[Point localization data]
BEGIN

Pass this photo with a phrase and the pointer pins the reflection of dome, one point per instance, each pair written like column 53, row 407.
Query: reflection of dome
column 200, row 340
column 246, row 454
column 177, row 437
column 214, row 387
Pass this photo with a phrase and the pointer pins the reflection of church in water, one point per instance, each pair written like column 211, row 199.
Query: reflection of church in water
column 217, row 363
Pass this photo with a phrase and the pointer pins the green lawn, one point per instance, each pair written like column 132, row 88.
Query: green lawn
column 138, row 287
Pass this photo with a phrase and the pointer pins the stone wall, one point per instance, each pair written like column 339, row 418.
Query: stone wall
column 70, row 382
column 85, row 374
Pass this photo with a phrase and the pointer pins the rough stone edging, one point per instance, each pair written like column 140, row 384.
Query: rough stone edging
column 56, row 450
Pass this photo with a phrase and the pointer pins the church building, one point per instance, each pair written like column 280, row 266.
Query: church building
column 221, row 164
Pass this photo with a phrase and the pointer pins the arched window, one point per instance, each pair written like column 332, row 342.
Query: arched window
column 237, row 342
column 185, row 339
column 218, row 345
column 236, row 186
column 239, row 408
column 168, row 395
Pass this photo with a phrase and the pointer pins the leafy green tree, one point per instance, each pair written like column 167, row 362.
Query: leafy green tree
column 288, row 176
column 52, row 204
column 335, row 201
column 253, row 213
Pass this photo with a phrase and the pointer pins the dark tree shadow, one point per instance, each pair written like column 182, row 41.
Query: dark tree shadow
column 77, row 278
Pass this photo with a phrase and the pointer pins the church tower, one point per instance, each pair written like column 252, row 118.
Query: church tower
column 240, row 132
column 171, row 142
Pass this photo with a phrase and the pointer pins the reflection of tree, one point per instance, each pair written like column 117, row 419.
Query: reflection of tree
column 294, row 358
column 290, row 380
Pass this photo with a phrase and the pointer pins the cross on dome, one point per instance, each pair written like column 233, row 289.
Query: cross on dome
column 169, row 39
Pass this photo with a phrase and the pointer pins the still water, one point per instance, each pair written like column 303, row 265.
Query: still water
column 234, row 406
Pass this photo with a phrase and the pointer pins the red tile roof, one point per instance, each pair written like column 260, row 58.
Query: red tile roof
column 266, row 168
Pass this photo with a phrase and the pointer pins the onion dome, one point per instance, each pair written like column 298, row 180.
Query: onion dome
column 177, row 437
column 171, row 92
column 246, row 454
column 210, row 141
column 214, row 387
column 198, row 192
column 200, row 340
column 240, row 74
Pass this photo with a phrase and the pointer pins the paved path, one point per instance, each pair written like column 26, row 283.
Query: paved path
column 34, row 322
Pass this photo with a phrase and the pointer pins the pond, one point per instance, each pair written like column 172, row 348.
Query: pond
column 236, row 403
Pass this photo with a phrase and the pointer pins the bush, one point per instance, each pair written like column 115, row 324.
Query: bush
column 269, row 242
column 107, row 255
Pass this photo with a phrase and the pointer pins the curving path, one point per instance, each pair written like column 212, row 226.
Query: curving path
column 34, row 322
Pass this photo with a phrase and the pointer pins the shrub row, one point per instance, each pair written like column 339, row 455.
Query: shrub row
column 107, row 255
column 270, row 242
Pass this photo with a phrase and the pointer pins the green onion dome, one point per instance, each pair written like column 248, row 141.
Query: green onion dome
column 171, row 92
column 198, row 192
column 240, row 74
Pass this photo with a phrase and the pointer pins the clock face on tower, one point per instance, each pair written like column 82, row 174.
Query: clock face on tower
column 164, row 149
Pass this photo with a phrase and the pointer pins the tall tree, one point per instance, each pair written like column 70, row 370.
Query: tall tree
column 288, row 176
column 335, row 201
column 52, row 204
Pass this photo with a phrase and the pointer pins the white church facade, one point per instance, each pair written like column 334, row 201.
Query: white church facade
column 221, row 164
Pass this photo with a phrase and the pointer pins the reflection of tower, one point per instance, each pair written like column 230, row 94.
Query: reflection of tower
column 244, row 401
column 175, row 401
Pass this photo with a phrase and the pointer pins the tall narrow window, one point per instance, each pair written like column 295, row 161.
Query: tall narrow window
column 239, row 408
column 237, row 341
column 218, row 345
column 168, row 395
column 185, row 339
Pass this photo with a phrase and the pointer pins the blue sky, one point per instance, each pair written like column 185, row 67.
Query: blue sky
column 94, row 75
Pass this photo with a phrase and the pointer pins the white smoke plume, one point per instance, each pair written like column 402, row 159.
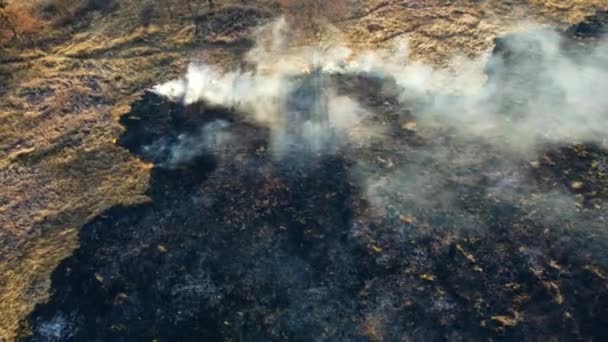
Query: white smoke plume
column 481, row 118
column 565, row 104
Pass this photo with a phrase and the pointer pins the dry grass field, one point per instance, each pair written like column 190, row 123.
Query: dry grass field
column 67, row 75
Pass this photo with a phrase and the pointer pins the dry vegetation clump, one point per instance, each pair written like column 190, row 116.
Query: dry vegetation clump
column 308, row 14
column 17, row 20
column 65, row 12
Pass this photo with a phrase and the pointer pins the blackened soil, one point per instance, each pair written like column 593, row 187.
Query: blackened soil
column 448, row 241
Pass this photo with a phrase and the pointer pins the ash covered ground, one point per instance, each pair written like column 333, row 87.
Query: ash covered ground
column 432, row 232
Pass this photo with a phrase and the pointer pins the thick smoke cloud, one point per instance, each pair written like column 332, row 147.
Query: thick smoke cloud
column 517, row 109
column 481, row 119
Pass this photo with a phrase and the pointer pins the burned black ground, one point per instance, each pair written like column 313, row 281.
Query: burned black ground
column 236, row 245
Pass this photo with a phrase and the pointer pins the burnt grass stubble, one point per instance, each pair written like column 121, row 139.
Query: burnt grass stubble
column 235, row 245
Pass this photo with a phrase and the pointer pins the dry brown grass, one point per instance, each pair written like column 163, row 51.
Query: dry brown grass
column 58, row 165
column 307, row 14
column 17, row 20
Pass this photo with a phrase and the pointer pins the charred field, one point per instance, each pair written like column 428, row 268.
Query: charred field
column 447, row 239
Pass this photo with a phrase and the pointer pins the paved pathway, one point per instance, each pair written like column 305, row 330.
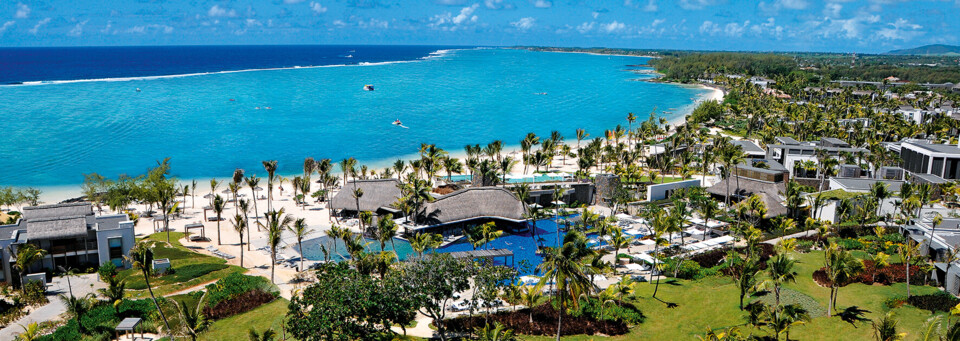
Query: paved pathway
column 791, row 236
column 82, row 285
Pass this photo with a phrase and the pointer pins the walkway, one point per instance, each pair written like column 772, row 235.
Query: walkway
column 82, row 285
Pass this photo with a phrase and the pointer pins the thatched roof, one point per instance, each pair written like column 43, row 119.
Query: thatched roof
column 769, row 192
column 473, row 203
column 377, row 193
column 58, row 210
column 57, row 228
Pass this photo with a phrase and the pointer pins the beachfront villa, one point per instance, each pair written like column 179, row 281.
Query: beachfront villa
column 72, row 235
column 449, row 214
column 378, row 196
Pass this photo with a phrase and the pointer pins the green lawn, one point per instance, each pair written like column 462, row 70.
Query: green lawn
column 237, row 327
column 190, row 268
column 712, row 303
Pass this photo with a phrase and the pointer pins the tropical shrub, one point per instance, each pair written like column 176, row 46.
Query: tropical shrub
column 939, row 301
column 239, row 304
column 235, row 285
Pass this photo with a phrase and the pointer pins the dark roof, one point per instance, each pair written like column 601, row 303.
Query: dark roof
column 930, row 178
column 786, row 140
column 57, row 228
column 936, row 148
column 377, row 193
column 749, row 146
column 863, row 185
column 473, row 203
column 58, row 210
column 769, row 192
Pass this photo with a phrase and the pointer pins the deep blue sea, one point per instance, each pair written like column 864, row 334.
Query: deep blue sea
column 210, row 119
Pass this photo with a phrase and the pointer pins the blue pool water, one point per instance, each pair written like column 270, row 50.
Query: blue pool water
column 517, row 180
column 523, row 245
column 209, row 124
column 312, row 250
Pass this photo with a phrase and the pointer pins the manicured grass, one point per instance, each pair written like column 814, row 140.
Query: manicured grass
column 237, row 327
column 712, row 303
column 190, row 268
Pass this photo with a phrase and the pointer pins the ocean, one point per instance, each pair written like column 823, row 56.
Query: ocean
column 115, row 111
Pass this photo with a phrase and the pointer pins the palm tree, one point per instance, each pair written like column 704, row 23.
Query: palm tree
column 275, row 223
column 907, row 251
column 218, row 205
column 192, row 319
column 27, row 254
column 31, row 332
column 240, row 224
column 841, row 265
column 564, row 265
column 245, row 207
column 780, row 271
column 271, row 168
column 300, row 230
column 141, row 257
column 253, row 182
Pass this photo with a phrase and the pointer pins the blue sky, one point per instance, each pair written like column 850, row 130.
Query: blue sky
column 785, row 25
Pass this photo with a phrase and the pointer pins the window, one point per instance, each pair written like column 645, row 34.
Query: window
column 116, row 251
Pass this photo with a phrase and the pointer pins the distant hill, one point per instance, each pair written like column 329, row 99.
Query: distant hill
column 927, row 50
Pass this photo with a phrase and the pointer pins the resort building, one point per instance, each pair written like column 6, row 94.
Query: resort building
column 794, row 154
column 72, row 236
column 766, row 178
column 378, row 196
column 449, row 214
column 938, row 160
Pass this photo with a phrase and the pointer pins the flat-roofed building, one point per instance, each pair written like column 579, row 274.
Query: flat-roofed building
column 72, row 235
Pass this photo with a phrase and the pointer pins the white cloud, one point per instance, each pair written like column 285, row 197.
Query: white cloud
column 524, row 23
column 613, row 27
column 317, row 8
column 150, row 28
column 851, row 28
column 709, row 27
column 217, row 11
column 832, row 10
column 651, row 6
column 77, row 29
column 586, row 27
column 696, row 4
column 899, row 30
column 448, row 22
column 498, row 4
column 23, row 11
column 543, row 4
column 6, row 25
column 40, row 24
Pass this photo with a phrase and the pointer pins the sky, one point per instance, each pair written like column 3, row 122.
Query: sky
column 770, row 25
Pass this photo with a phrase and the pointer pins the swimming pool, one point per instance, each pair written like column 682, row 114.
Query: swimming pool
column 516, row 179
column 523, row 245
column 312, row 250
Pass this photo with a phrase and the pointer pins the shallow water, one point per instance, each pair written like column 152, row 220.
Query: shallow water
column 210, row 124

END

**Assignment**
Exactly the lines from the one with "285, row 197." through the end of the entries, both included, should be written out, and no others.

**Reply**
Pass this photo with a phrase and the pointer pins the white cloud, one point per instance, each pair written like column 285, row 197.
Query: white cloud
column 524, row 23
column 613, row 27
column 317, row 8
column 150, row 28
column 851, row 28
column 709, row 27
column 217, row 11
column 832, row 10
column 651, row 6
column 77, row 29
column 586, row 27
column 696, row 4
column 899, row 30
column 448, row 22
column 498, row 4
column 23, row 11
column 543, row 4
column 6, row 25
column 40, row 24
Pass this photo with a phrase and the pointer pins the sky, one point per instance, each pair written like column 3, row 122.
Query: sky
column 770, row 25
Pass this photo with a phrase and the pointer pins the swimming pool, one point per instance, each pair written like column 682, row 114.
Query: swimming pool
column 516, row 179
column 523, row 245
column 312, row 250
Pass this photo with a phrase and the pointer pins the shallow water, one point per instance, each pair written like column 152, row 220.
Query: shallow water
column 210, row 124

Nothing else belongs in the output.